* **Records provided**:
┄┄┄┄┄┄

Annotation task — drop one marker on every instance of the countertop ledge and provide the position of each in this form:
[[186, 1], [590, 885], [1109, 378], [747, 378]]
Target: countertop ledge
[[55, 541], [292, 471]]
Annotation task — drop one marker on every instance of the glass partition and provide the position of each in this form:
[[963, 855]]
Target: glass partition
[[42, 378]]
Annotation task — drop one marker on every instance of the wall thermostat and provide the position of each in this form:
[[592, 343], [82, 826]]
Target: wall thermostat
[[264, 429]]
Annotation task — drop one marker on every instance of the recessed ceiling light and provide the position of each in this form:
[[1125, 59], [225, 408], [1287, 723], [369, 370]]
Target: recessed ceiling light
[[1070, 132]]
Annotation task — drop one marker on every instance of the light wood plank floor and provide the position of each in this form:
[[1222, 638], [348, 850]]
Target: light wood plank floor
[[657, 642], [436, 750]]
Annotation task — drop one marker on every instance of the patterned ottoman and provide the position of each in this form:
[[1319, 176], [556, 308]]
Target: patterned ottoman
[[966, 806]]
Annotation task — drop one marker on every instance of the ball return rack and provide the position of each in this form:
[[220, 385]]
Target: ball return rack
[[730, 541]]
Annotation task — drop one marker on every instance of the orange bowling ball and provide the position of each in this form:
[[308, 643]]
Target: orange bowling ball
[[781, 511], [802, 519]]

┄┄┄┄┄┄

Output the lines from the one holding "Target: recessed ceiling light" to the last line of the material, inclusive, exactly as they appear. Add no others.

Target: recessed ceiling light
[[1070, 132]]
Annotation task — drop one marker on every instance of the light wood plank floor and provide the position of each in this form:
[[1222, 638], [348, 850]]
Target: light wood plank floor
[[657, 642], [436, 750]]
Annotation task — drop one marker on every instance of the patterned ottoman and provide the position of each in this form:
[[1319, 176], [556, 308]]
Target: patterned ottoman
[[966, 806]]
Annotation task — drop one marker on every instance of the ball return rack and provide the position of each in this form:
[[220, 385]]
Target: ball return rack
[[730, 541]]
Annotation task — drop one marker on every instance of the orange bowling ball and provide the position of each in this form:
[[308, 643]]
Target: orange bowling ball
[[781, 511], [802, 519]]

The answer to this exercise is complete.